| EXERCISE DETAILS |
Using the article below about Las Vegas shooting ranges, explain in one to three sentences why those ranges can offer military-grade weapons that aren't available in other states.

| TEXT |

Never known for its understatement or good taste, Sin City is bucking the national trend of avoiding flippant gun promotions after the Newtown, Conn., elementary school shooting. Instead, it is embracing tourists' newfound interest in big guns the only way it knows how: by going all in.

The newest crop of outlandish Valentine's Day offers was no exception.

Capitalizing on the state's relaxed gun laws, shooting ranges offer an armory of military-grade weapons that aren't accessible in other states. And because this is Las Vegas, the ranges also allow customers to destroy photographs of exes, make souvenir T-shirts full of holes and shoot fully-automatic weapons in barely-there bachelor party man-kinis.

Some gun control advocates say the promotions trivialize the dangers of high-powered weapons.

"These gun stores and shooting ranges offer bad puns in poor taste in their efforts to put a happy face on firearms, yet each day more than 86 Americans die from gun violence," said Newtown native Josh Sugarmann, who is executive director of the Washington D.C.-based Violence Policy Center.

"While Las Vegas gun promoters present assault rifles with high-capacity ammunition magazines as harmless Valentine's Day props, the vast majority of Americans understand their true role: military-bred weapons that threaten police and public safety."

At least half a dozen ranges opened in Las Vegas last year, triggering a marketing arms race.

| SUPPLIED RECORDS |

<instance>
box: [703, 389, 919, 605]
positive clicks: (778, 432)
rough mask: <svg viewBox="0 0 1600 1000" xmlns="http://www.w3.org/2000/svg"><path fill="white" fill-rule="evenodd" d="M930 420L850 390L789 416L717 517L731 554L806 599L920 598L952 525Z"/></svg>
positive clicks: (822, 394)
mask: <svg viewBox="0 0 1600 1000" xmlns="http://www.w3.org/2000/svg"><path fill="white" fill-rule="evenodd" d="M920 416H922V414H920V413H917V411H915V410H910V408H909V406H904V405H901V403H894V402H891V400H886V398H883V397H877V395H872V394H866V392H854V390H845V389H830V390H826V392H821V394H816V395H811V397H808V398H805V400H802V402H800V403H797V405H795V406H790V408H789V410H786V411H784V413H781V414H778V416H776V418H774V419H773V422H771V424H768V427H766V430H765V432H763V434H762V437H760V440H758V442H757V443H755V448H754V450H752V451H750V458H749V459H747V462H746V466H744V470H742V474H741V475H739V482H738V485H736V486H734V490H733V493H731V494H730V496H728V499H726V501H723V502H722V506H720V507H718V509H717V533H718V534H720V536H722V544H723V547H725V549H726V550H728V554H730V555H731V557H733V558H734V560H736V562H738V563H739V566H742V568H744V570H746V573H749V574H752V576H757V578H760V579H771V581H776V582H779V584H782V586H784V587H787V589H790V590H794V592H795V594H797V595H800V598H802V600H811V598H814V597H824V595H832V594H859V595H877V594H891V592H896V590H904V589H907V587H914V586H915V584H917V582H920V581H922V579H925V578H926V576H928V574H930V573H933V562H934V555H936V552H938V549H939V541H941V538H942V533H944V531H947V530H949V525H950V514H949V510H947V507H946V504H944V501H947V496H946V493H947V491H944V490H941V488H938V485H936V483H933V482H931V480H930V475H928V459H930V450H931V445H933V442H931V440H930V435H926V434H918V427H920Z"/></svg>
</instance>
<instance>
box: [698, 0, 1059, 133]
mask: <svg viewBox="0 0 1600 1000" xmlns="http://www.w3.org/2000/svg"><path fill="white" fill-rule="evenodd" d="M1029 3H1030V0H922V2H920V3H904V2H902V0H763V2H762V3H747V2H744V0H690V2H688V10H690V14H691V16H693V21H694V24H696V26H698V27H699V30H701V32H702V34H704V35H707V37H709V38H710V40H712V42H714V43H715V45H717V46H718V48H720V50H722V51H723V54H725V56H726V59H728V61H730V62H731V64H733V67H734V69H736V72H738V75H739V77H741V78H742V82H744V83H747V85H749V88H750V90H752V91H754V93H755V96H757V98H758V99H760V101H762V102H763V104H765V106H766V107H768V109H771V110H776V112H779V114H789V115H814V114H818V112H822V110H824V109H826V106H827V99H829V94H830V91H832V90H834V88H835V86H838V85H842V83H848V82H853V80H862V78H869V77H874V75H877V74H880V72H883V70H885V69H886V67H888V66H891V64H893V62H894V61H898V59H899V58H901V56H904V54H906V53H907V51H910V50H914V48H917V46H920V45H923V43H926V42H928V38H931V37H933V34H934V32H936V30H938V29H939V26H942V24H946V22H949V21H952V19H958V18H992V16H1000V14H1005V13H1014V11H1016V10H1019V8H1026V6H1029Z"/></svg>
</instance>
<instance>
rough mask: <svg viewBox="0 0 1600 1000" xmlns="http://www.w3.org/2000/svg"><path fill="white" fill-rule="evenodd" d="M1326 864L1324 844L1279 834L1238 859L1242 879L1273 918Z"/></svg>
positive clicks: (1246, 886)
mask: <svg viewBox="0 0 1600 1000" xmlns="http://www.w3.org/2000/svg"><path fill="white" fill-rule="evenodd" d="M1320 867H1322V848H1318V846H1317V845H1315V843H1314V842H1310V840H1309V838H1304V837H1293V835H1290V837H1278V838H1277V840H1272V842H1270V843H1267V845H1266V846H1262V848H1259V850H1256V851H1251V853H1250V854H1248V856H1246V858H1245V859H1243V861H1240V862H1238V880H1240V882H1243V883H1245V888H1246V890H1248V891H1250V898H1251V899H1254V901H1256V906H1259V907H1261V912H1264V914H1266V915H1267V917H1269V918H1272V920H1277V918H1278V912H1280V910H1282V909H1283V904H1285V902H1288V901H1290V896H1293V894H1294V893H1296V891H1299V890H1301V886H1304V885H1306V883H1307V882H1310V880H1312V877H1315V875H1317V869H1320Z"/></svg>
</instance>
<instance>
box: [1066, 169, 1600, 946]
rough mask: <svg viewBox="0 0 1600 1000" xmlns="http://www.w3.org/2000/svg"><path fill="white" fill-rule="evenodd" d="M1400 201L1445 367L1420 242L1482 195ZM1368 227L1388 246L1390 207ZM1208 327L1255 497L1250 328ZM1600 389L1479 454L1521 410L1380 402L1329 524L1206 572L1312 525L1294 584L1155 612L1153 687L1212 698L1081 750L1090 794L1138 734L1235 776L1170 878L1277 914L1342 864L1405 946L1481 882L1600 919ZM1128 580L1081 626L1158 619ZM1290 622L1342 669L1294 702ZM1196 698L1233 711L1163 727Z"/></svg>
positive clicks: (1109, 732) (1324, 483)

| ANSWER SPACE |
The ranges take advantage of the state's relaxed gun laws. That lets them offer military-grade weapons that other states don't allow.